→ **Aim**
Write out the lines of the entries as a JSON list of strings, one string per line and no blank lines, beginning at the line containing "Reviewer note: confirm each instance of the adobe" and ending at the line containing "pixel 546 533", with both of those lines included.

***** Extracted records

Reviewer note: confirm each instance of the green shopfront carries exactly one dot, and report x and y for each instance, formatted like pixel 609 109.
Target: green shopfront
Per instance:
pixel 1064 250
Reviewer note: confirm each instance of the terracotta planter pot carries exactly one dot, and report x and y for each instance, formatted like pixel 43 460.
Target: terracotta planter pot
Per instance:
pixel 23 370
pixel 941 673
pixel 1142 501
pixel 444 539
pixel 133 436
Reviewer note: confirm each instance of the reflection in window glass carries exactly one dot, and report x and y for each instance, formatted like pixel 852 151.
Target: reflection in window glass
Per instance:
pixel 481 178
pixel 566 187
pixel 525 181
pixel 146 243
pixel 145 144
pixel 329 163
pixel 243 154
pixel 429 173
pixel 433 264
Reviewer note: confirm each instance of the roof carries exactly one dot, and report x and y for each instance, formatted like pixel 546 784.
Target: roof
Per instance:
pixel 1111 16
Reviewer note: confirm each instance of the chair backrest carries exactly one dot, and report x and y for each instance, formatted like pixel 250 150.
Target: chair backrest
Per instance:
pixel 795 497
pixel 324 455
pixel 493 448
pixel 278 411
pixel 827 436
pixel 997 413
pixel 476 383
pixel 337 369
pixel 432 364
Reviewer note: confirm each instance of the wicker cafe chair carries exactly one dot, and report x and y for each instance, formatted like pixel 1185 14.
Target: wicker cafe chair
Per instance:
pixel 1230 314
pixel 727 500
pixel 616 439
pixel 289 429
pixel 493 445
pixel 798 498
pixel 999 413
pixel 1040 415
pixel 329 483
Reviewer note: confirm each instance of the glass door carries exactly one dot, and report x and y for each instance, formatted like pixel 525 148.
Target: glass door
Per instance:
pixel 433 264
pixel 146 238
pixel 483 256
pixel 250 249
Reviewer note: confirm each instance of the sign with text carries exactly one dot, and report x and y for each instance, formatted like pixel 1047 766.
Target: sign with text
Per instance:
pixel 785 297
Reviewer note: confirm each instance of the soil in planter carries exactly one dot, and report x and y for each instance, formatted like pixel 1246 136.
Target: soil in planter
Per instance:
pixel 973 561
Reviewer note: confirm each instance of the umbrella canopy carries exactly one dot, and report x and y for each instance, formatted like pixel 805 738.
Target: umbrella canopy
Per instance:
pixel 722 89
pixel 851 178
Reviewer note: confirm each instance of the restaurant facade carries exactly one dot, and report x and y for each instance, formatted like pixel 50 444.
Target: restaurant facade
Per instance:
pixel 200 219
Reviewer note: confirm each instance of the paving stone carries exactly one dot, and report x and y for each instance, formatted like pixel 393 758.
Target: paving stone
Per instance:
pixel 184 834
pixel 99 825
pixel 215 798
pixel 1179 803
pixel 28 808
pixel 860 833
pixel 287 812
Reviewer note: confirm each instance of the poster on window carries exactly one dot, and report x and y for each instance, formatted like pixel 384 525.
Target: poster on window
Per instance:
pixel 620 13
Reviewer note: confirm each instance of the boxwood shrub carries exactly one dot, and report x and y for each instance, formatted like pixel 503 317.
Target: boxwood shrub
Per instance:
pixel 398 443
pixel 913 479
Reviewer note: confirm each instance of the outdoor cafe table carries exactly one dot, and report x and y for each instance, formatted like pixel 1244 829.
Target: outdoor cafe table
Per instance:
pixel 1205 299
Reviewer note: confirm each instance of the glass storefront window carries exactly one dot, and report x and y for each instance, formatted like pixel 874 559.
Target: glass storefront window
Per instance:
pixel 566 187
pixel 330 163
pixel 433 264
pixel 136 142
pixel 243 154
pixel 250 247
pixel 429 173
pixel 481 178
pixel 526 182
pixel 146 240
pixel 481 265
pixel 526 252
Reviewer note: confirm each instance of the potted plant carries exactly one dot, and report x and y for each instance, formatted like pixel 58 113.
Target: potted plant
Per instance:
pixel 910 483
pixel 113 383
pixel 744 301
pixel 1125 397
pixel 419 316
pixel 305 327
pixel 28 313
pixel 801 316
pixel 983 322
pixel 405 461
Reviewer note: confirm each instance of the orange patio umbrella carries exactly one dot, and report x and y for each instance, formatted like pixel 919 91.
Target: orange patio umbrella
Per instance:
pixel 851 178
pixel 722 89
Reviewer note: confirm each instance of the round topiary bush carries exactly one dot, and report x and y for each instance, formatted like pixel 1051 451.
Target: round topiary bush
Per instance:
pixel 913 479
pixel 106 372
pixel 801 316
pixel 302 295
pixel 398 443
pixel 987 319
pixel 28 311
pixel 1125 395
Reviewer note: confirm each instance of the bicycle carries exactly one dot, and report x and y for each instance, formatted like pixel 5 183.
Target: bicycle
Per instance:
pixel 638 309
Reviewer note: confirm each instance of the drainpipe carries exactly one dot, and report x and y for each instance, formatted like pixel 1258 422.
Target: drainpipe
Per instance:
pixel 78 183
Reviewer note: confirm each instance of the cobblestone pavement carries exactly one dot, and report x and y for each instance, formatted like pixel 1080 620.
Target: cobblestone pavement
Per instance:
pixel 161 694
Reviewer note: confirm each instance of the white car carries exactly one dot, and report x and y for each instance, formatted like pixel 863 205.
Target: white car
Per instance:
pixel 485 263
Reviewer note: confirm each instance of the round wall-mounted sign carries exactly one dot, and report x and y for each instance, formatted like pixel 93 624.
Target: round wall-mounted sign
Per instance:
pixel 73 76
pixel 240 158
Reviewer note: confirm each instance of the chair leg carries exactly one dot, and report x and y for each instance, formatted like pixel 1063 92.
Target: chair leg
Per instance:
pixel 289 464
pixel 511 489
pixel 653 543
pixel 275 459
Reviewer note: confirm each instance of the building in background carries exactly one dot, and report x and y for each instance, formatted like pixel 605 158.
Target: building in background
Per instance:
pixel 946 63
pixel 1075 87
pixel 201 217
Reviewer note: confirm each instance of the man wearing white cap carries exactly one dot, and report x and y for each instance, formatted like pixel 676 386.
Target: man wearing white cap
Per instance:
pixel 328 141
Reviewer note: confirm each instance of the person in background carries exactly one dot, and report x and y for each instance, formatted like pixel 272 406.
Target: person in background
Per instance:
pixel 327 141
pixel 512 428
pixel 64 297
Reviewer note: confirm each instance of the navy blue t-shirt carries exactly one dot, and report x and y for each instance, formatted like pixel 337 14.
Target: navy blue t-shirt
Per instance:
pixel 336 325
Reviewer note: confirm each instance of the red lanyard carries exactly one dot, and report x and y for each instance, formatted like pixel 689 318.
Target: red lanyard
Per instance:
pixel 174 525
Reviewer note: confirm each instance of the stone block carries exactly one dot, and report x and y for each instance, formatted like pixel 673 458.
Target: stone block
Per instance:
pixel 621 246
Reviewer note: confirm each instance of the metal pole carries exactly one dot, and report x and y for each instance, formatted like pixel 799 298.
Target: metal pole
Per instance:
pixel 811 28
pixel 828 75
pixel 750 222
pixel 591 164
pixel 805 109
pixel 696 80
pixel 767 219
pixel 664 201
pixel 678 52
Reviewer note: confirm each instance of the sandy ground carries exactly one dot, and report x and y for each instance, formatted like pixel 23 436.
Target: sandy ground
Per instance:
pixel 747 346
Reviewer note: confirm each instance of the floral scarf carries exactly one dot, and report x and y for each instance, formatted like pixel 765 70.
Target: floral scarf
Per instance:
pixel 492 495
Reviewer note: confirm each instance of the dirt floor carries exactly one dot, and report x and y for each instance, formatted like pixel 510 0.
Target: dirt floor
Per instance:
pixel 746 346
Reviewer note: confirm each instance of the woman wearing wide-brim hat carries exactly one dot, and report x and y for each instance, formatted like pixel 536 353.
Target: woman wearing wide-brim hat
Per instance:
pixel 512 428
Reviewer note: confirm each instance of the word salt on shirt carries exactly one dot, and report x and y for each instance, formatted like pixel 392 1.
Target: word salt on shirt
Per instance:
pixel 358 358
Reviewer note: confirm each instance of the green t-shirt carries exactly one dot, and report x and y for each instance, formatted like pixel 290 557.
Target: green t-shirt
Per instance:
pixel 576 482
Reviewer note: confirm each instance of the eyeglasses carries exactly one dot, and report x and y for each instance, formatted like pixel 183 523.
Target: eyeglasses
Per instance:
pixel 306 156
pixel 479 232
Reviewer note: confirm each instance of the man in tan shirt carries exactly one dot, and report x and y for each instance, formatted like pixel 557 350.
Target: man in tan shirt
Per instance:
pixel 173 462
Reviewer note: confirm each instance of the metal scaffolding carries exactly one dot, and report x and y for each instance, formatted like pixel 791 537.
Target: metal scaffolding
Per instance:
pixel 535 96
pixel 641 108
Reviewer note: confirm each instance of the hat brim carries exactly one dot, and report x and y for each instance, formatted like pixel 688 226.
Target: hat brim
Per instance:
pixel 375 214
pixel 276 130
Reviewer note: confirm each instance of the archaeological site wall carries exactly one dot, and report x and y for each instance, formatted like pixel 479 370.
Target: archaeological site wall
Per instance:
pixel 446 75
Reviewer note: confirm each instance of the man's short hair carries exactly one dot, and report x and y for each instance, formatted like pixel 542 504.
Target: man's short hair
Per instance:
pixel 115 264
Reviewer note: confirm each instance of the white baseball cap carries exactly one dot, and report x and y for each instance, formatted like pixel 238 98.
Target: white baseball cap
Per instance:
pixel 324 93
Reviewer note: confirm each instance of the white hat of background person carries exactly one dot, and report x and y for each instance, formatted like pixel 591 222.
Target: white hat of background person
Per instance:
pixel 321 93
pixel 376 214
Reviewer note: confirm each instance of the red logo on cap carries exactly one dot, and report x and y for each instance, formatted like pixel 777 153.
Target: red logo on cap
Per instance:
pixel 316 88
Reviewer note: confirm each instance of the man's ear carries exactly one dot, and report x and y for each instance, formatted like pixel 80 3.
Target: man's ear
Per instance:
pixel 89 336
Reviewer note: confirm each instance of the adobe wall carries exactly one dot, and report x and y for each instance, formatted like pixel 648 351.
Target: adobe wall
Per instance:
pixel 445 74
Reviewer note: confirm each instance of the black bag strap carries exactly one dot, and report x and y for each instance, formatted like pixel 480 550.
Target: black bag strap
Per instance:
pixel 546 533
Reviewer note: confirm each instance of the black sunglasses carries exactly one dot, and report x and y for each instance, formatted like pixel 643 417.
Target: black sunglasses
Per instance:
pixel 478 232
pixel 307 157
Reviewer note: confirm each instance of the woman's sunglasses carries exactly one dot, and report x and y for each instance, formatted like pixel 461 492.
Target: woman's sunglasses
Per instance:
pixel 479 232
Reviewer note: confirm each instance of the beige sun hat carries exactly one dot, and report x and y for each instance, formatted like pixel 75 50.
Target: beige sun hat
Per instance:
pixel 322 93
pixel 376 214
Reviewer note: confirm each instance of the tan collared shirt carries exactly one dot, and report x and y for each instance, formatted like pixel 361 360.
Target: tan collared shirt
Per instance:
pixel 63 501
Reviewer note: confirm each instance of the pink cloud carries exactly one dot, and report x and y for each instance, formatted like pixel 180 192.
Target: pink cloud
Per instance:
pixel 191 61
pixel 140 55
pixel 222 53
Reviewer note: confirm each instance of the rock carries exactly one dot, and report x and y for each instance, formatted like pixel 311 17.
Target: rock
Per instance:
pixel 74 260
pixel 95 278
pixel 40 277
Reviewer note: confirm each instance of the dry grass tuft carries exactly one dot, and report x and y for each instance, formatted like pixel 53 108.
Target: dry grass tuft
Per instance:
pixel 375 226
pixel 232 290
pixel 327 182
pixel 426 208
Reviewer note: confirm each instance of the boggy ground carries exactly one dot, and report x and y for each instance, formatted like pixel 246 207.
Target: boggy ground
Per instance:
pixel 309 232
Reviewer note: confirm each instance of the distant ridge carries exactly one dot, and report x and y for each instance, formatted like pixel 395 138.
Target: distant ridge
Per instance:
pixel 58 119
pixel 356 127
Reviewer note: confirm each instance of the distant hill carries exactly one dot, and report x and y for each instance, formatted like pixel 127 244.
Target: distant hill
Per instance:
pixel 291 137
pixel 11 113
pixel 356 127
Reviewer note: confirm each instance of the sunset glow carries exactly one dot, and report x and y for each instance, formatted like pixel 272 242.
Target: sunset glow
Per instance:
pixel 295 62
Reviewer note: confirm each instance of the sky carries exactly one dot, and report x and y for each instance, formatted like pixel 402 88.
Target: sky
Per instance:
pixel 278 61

**********

→ **Solution**
[
  "Reviewer note: confirm each instance of the adobe wall carries exactly one dot, and report x and y for each instance, formatted like pixel 648 351.",
  "Target: adobe wall",
  "Per instance:",
  "pixel 445 74",
  "Reviewer note: confirm each instance of the black bag strap carries exactly one dot, and report x and y for each instance, formatted like pixel 480 550.",
  "Target: black bag strap",
  "Per instance:",
  "pixel 546 533"
]